**GOAL OF THE EXERCISE:**
Rewrite the material from the line that contains "planter and returns integer pixel boxes." through its last line, keeping the text lines unchanged and shifting every box coordinate up by 134.

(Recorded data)
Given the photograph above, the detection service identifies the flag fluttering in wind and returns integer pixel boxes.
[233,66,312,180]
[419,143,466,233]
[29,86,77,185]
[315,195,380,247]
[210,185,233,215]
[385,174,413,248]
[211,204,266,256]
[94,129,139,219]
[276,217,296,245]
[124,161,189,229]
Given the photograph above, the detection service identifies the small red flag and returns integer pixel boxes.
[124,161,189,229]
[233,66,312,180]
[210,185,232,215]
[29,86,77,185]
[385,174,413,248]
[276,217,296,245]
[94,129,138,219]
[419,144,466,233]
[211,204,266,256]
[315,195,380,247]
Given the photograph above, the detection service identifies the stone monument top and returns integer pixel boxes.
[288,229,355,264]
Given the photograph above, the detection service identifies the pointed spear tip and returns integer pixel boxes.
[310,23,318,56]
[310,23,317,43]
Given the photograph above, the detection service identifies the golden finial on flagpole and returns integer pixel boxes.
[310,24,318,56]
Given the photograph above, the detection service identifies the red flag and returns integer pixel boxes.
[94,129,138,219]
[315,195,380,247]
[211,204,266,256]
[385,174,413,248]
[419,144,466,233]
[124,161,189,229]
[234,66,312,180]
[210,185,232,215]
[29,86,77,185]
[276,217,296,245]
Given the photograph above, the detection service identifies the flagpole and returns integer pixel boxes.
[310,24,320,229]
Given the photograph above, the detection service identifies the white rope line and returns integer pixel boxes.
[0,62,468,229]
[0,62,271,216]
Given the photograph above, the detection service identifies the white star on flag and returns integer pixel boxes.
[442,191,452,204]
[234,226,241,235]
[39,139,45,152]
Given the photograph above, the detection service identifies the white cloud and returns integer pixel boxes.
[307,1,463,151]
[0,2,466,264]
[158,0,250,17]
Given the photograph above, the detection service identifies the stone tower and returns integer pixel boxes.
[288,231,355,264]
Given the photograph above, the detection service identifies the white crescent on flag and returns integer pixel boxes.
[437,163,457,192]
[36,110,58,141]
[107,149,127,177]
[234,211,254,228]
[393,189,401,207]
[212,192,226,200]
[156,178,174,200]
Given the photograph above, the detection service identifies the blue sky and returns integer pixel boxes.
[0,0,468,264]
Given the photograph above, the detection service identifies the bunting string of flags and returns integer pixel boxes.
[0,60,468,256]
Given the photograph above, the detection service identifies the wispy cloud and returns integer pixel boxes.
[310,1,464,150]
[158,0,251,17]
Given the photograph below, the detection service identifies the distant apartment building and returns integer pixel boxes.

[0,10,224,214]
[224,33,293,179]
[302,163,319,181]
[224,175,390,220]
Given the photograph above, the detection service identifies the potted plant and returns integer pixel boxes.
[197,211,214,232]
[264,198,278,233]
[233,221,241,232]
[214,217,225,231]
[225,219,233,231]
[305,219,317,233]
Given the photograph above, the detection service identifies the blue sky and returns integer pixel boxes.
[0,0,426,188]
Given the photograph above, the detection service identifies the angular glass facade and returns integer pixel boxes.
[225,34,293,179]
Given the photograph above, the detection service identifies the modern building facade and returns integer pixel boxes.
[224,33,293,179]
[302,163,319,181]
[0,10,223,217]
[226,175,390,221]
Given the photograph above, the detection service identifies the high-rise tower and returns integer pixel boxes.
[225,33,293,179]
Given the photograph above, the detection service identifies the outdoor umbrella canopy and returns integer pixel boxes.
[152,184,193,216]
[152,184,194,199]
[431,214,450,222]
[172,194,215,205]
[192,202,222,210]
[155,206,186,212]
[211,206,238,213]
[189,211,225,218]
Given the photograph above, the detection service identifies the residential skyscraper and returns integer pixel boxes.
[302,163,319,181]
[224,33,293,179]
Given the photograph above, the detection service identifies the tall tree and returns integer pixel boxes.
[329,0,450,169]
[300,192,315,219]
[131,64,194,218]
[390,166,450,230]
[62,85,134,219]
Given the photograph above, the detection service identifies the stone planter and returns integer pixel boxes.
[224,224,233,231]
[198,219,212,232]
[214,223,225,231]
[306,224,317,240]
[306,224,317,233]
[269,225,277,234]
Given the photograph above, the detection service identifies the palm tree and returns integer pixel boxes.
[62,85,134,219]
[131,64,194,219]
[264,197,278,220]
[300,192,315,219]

**WORKED ANSWER:**
Given the photograph above, the detection service identifies the stone planter and returns integer pixel boxes.
[358,358,367,365]
[332,353,346,366]
[348,357,359,365]
[440,358,451,374]
[440,358,451,367]
[403,359,411,368]
Given the photograph above, the detection service identifies the palm tree and returns integer pixel boxes.
[196,219,268,353]
[265,198,328,353]
[398,331,412,354]
[434,326,449,353]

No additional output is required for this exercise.